WHAT NEEDS TO BE DONE
Beginning at the line that contains "hand as a single dot per instance.", transcribe the remaining lines of the listing exactly; include the final line and omit everything before.

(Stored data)

▽

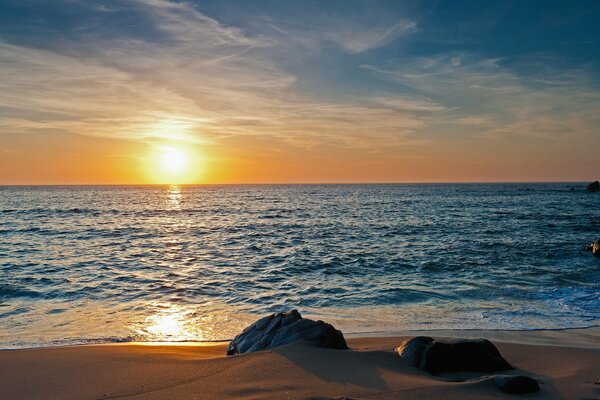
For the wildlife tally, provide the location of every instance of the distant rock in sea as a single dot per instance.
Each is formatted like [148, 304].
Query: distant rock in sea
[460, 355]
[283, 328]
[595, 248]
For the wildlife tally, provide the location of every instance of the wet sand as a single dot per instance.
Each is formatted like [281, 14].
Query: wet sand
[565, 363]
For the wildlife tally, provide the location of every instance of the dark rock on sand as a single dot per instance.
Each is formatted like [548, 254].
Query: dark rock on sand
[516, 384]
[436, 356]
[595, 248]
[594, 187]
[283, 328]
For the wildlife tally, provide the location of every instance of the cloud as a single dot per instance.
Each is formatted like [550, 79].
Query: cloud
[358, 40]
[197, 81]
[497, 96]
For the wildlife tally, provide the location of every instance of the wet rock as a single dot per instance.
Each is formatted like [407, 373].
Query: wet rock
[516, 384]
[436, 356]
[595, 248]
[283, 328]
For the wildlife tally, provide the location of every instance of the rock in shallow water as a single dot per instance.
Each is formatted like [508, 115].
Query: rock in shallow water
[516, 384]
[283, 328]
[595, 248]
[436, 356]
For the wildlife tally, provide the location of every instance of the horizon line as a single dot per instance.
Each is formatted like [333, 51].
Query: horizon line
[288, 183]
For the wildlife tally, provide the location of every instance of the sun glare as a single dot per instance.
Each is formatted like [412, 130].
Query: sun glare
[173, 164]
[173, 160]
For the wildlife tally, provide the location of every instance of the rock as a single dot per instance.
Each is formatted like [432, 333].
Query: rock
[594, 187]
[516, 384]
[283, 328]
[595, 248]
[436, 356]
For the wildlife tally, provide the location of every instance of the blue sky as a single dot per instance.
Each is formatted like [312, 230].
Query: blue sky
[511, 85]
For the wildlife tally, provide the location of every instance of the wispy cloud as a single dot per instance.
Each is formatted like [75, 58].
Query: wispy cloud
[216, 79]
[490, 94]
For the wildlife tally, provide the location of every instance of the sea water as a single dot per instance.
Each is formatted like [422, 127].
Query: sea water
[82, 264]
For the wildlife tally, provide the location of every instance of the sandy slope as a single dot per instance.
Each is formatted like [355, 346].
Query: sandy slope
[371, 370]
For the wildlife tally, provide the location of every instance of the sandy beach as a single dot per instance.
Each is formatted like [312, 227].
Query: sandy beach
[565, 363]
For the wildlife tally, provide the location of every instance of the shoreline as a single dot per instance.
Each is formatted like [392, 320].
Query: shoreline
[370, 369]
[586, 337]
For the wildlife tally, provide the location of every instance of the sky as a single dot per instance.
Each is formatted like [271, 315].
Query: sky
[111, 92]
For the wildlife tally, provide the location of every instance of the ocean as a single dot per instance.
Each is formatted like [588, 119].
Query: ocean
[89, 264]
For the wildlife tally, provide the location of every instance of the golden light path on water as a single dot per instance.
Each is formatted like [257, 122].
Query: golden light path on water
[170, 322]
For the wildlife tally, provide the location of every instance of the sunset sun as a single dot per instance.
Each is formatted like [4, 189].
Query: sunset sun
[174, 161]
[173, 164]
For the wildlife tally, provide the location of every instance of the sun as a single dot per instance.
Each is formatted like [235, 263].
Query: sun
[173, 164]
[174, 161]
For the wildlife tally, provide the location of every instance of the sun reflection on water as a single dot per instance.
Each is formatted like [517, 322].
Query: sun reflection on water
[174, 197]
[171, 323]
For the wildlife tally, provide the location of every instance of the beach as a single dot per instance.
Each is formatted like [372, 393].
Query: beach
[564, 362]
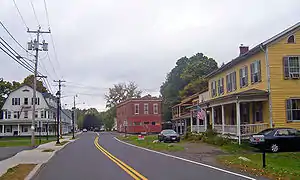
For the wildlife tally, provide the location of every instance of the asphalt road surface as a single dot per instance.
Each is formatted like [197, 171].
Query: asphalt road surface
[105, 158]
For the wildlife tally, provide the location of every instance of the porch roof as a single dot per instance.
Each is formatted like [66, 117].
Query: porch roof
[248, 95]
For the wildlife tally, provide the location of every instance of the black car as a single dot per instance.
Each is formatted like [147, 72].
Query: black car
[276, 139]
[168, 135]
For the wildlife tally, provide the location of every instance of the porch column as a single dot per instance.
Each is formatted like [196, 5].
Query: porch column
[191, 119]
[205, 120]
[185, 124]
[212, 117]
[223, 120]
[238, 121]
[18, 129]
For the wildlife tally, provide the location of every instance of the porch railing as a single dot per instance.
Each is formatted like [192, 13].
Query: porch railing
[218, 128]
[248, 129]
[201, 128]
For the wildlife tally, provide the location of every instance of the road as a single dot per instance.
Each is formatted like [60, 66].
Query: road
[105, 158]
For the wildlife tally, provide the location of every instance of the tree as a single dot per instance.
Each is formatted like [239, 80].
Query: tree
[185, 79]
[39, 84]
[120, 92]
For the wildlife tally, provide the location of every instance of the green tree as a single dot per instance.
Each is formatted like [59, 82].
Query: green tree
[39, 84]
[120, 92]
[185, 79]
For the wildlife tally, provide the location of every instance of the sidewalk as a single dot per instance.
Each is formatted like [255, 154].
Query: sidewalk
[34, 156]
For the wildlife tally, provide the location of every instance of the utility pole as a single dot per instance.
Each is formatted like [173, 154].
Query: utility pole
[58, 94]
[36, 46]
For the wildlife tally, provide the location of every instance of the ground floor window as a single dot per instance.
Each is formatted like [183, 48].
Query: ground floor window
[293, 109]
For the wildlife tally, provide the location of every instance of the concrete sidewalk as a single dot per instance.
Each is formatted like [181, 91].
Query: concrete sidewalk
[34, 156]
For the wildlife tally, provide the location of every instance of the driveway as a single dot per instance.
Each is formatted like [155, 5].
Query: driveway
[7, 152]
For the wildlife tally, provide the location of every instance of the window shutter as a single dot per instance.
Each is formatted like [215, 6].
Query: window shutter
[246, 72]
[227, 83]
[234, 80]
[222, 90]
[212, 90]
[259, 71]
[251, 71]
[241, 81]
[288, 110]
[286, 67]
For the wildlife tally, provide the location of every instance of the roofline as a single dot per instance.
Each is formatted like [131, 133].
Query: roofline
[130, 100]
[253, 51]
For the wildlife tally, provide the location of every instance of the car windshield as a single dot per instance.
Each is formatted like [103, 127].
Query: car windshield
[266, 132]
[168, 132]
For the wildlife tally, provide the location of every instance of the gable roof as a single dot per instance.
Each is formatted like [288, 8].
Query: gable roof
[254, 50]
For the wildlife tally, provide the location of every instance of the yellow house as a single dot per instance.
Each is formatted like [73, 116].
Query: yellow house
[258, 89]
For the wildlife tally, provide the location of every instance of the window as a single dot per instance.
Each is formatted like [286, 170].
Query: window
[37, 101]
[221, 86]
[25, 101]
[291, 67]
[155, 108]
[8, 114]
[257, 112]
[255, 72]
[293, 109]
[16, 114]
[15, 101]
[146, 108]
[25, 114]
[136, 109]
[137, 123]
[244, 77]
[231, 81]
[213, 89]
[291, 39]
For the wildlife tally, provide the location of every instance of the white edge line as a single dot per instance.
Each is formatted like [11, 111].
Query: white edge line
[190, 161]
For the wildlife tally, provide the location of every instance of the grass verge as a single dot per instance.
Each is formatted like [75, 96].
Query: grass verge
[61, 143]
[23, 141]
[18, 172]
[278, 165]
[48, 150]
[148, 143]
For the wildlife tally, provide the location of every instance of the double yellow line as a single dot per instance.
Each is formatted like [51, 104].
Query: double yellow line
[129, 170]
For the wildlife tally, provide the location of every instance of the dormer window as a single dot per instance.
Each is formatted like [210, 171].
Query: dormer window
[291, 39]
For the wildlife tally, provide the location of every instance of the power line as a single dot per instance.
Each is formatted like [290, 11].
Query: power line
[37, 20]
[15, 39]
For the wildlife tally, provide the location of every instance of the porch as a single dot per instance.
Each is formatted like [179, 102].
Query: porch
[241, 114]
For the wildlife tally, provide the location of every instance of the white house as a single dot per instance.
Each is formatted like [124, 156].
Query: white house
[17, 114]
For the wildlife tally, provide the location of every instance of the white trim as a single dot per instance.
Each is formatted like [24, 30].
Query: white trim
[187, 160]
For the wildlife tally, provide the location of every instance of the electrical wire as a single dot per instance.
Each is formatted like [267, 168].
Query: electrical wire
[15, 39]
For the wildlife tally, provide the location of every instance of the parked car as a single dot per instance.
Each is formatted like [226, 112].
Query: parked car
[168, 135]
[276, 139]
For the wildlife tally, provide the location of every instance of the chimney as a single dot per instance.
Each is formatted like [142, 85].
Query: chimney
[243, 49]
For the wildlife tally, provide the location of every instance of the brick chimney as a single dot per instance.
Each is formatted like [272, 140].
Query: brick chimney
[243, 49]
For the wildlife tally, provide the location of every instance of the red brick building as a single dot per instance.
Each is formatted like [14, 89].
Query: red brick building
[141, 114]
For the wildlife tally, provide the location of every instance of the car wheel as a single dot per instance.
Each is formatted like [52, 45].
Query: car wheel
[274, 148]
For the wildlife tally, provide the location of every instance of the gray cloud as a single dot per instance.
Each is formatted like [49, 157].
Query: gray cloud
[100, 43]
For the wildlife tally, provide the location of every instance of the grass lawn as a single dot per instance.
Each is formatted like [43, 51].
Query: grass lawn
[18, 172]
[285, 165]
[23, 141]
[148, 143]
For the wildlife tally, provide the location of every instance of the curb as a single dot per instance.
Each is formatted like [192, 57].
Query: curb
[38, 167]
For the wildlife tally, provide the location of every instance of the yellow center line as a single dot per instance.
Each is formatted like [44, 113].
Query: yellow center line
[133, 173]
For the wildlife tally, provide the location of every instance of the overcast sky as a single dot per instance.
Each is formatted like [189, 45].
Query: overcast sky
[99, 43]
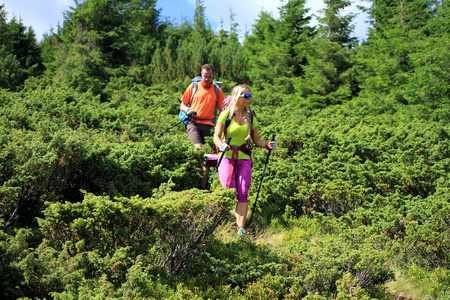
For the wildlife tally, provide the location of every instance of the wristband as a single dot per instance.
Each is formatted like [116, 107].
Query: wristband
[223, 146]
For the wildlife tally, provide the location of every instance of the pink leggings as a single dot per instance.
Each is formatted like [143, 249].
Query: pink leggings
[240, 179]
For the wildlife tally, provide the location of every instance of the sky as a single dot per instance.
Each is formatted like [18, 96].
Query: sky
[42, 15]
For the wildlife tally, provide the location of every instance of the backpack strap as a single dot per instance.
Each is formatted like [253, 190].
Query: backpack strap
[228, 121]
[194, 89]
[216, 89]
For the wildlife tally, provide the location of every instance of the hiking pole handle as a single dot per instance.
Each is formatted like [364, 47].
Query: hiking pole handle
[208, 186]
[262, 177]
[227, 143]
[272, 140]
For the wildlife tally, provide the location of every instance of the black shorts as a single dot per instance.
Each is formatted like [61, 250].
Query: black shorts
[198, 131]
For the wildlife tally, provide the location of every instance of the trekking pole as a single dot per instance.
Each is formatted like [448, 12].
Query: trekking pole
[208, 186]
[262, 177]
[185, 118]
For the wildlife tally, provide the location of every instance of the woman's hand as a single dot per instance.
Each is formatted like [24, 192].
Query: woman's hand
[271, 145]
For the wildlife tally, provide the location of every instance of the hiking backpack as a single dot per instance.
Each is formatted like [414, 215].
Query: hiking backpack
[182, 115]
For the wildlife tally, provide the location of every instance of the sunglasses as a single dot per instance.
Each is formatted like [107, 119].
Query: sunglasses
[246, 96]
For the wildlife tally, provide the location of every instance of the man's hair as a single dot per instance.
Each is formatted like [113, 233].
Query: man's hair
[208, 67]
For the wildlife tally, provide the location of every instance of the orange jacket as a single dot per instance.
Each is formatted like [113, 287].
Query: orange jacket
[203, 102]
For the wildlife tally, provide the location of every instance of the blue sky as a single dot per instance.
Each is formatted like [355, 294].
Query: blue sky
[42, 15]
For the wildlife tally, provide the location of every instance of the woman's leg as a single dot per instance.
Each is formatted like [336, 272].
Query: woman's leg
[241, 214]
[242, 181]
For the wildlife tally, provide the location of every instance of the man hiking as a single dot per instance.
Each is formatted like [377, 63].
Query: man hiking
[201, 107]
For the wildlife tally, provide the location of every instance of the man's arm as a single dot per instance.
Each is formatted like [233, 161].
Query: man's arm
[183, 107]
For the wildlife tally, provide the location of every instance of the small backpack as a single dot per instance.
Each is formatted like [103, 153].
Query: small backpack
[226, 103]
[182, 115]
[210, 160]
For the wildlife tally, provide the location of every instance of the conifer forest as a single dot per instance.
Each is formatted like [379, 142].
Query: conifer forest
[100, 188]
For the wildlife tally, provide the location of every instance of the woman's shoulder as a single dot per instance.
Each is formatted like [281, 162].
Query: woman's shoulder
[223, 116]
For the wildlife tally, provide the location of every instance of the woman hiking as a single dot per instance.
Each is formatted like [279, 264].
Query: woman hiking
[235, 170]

△

RESPONSE TO THE EXERCISE
For the wildlife tally, provide the location of every instance of the woman's hand as a single dot per instance.
Each is formatted like [24, 192].
Query: woman's hand
[271, 145]
For the wildlife tally, provide the location of every instance of the hiking backpack as a single dot per instance.
Each is formatted like [414, 215].
Query: hiking backpack
[182, 115]
For the wildlife tally, provide the location of every instance of the sunglasses as a single dot per instance.
Each is formatted like [107, 119].
Query: sunglasses
[246, 96]
For the wildlife tally, provide the location of every instance of the man's hair as a single dot per instance.
Each is formatted like [113, 233].
Query: man's hair
[208, 67]
For the wildlife tally, provide the location of every instance of the orange jacket as a single dot per instance.
Each is formatted like [113, 287].
Query: orange jacket
[203, 102]
For the wildlife tally, provide the location of every instance of the blue sky as a single dot per instance.
Each is formatted like [355, 294].
Query: blue sky
[42, 15]
For the wildlife tally, provide the location of every instance of the woman's leg as a single dot per instance.
Each is formatted like [336, 272].
Query: woman's leg
[241, 214]
[242, 181]
For the wildlife tally, provide the location of every instance of the man hiking as a single dot per instance.
Each is formatted like [377, 63].
Query: man hiking
[201, 107]
For the wildlife tally, provide the location of every instance of the man's arm as a single dot per instance.
Each is formatted like [233, 161].
Query: man's arm
[183, 107]
For the wildlife tally, provide the location of every instance of the small backpack as a single dot per instance.
Each is formatted like [103, 153].
Query: small backpack
[226, 103]
[182, 115]
[210, 160]
For the wildlife tally, provide the location of every instance of the conifer forest as a single dot per instance.
Each is formatted like [379, 142].
Query: conifer forest
[100, 188]
For the wildlife tally, provide the location of every instance of the woman's shoulder as a single dot per instance.
Each is formatted like [281, 162].
Query: woman's shoulder
[223, 116]
For the wildlife tally, provide the location of every instance of the woman hiking as a single dot per instance.
Each is formatted like [279, 264].
Query: woman hiking
[235, 170]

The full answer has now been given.